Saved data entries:
= Beginning of Section =

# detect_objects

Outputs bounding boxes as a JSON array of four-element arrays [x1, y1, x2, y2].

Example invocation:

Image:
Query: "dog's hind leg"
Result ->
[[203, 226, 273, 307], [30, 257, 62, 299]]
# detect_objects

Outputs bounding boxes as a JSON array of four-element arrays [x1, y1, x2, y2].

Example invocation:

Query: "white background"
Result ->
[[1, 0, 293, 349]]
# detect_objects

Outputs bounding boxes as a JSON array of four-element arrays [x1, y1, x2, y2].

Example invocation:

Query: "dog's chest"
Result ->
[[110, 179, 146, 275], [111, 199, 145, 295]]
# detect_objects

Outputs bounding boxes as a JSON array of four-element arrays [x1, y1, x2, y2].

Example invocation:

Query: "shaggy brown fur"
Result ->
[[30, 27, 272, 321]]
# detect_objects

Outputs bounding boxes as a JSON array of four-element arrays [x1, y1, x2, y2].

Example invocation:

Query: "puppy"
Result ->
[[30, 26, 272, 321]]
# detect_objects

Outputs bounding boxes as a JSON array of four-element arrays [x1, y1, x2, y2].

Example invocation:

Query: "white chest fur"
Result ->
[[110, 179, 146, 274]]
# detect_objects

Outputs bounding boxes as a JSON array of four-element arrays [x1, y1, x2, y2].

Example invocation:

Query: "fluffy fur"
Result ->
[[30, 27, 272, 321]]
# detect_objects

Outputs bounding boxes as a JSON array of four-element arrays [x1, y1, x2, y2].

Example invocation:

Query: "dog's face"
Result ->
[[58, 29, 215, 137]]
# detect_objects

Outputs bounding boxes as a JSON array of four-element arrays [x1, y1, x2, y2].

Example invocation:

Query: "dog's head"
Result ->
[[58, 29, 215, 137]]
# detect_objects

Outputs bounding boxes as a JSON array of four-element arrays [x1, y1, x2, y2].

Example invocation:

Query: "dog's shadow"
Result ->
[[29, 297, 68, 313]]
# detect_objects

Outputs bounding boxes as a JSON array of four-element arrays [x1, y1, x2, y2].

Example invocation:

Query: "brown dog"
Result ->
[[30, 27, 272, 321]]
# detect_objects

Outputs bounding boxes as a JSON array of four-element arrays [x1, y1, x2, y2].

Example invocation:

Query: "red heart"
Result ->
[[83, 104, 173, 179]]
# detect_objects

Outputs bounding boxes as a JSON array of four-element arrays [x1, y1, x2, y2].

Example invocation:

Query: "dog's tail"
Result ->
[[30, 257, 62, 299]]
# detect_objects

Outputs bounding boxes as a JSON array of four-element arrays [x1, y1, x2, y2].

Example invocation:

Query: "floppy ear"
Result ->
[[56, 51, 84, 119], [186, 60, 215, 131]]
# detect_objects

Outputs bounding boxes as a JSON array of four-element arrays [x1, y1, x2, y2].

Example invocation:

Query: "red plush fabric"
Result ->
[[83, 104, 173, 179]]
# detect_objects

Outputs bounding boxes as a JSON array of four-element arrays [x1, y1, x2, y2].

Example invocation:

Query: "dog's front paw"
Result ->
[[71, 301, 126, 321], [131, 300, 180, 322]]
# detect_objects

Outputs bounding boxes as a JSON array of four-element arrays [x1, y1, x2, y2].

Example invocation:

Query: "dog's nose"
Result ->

= End of Section =

> [What you need to do] Write the data back out verbatim.

> [Task output]
# detect_objects

Outputs bounding boxes as a JSON array of four-element arrays [x1, y1, x2, y2].

Example invocation:

Image:
Query: "dog's hind leg"
Result ->
[[203, 226, 273, 307], [30, 257, 62, 299]]
# detect_objects

Outputs bounding boxes as a JSON array of four-element arrays [x1, y1, x2, y2].

Example invocation:

Query: "white background"
Result ->
[[1, 0, 293, 349]]
# detect_objects

Outputs bounding boxes as a JSON array of four-element arrays [x1, y1, x2, y2].

Example invocation:

Query: "dog's chest"
Result ->
[[110, 179, 146, 275], [111, 199, 145, 295]]
# detect_objects

Outputs bounding boxes as a JSON array of four-element arrays [x1, y1, x2, y2].

Example invocation:

Query: "shaggy brown fur"
Result ->
[[30, 27, 272, 321]]
# detect_objects

Outputs bounding boxes as a JSON array of four-element arrays [x1, y1, x2, y2].

Example invocation:

Query: "puppy"
Result ->
[[30, 26, 272, 321]]
# detect_objects

Outputs bounding boxes as a JSON array of four-element arrays [x1, y1, x2, y2].

Example invocation:

Query: "white chest fur"
Result ->
[[110, 179, 146, 274]]
# detect_objects

Outputs bounding boxes as a JSON array of four-element arrays [x1, y1, x2, y2].

Example invocation:

Query: "fluffy fur"
Result ->
[[30, 27, 272, 321]]
# detect_objects

Outputs bounding boxes as a JSON array of four-element arrays [x1, y1, x2, y2].

Example invocation:

Query: "dog's face"
Result ->
[[58, 29, 215, 137]]
# detect_objects

Outputs bounding boxes as a JSON array of four-element arrays [x1, y1, x2, y2].

Example invocation:

Query: "dog's head"
Result ->
[[58, 29, 215, 137]]
# detect_objects

Outputs bounding boxes as a JSON array of four-element arrays [x1, y1, x2, y2].

Example invocation:

Query: "dog's shadow"
Result ->
[[29, 297, 68, 313]]
# detect_objects

Outputs bounding boxes as a JSON array of four-element arrays [x1, y1, x2, y2].

Example invocation:

Query: "brown dog"
Result ->
[[30, 27, 272, 321]]
# detect_objects

Outputs bounding boxes as a JSON array of four-element arrays [x1, y1, x2, y2].

Example invocation:

Query: "red heart"
Result ->
[[83, 104, 173, 179]]
# detect_objects

Outputs bounding boxes as a JSON array of four-element arrays [x1, y1, x2, y2].

Example invocation:

Query: "dog's tail"
Result ->
[[30, 257, 62, 299]]
# detect_objects

Outputs bounding boxes as a JSON array of four-element arrays [x1, y1, x2, y2].

Example invocation:

Query: "floppy ear"
Result ->
[[56, 51, 84, 119], [186, 60, 215, 131]]
# detect_objects

Outputs bounding boxes as a JSON array of four-element arrays [x1, y1, x2, y2].

Example invocation:

Query: "red plush fabric"
Result ->
[[83, 104, 173, 179]]
# detect_objects

Outputs bounding boxes as a JSON array of four-element arrays [x1, y1, x2, y2].

Example invocation:

Query: "dog's front paw"
Result ->
[[71, 301, 126, 321], [131, 300, 180, 322]]
# detect_objects

Outputs bounding boxes as a JSON array of four-element arrays [x1, y1, x2, y2].

Example invocation:

Query: "dog's nose"
Result ->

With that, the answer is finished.